▸ EXTRACTED TEXT
————————

Proposed by both John J and Crissy
Issue:
I would like to propose that, on a 3-month trial-basis, the business meeting be held once a month on the 15th during the regular meeting time, 7:30 to 8:30 Eastern Standard Time, ending at 8:30. After 3 months we could affirm our decision.
Background:
Currently many people are constrained to leave the business meeting or not attend at all. This trial-basis proposal would allow for greater member participation and and provide an opportunity for an after-meeting if desired, or allow rescheduling the regular meeting to begin at 8:30. This format change would be instituted for no more than 12 days a year.
15 thoughts on “Motion 26-1: The Business Meeting Held During the Regular Meeting Time”
A great deal of work is required to support a meeting of this size. If we value this meeting, we must prioritize it’s business needs. If we don’t, I fear the meeting may, eventually, cease to exist.
I really don’t like business meetings and have been negligent and non-attending. This would compel me to attend. I don’t love that, but I love this meeting and want it to thrive. We need more than a tiny fraction of participants attending to the business of the meeting.

————————

▸ SUPPLIED DATA

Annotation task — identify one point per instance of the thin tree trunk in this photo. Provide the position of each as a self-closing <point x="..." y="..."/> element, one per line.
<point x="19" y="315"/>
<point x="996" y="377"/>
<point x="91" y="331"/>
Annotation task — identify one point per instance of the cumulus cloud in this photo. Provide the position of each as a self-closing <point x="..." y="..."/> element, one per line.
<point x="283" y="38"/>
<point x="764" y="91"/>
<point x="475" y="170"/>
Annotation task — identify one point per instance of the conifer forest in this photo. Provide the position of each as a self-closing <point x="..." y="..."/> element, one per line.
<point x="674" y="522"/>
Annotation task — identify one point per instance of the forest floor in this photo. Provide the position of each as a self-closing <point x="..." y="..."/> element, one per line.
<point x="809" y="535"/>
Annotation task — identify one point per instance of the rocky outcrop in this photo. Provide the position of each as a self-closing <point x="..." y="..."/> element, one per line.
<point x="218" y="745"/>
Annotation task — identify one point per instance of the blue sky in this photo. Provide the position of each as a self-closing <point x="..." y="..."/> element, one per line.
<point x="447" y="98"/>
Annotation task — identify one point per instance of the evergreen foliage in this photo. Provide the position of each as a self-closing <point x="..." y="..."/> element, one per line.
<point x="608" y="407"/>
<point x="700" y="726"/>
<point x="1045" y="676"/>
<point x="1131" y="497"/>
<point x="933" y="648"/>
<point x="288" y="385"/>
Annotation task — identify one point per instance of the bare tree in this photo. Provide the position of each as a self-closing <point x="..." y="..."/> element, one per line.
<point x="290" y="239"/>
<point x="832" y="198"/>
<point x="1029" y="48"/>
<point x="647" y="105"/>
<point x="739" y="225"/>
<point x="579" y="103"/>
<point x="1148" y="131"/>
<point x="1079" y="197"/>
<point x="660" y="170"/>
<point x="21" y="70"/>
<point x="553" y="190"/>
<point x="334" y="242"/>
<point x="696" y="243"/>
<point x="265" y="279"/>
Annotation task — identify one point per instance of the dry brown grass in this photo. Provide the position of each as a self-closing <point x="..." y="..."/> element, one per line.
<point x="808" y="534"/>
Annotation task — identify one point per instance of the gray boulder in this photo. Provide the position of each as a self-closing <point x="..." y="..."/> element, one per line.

————————

▸ WHAT IS ASKED
A - Duplicate everything in the business meeting proposal from "A great deal" down to "of the meeting.", keeping every word and mark unchanged.
B - Gather every line of the listing that contains the string "forest", and copy each one in full.

▸ RESULTS IN ORDER
A -
A great deal of work is required to support a meeting of this size. If we value this meeting, we must prioritize it’s business needs. If we don’t, I fear the meeting may, eventually, cease to exist.
I really don’t like business meetings and have been negligent and non-attending. This would compel me to attend. I don’t love that, but I love this meeting and want it to thrive. We need more than a tiny fraction of participants attending to the business of the meeting.

B -
Annotation task — identify one point per instance of the conifer forest in this photo. Provide the position of each as a self-closing <point x="..." y="..."/> element, one per line.
Annotation task — identify one point per instance of the forest floor in this photo. Provide the position of each as a self-closing <point x="..." y="..."/> element, one per line.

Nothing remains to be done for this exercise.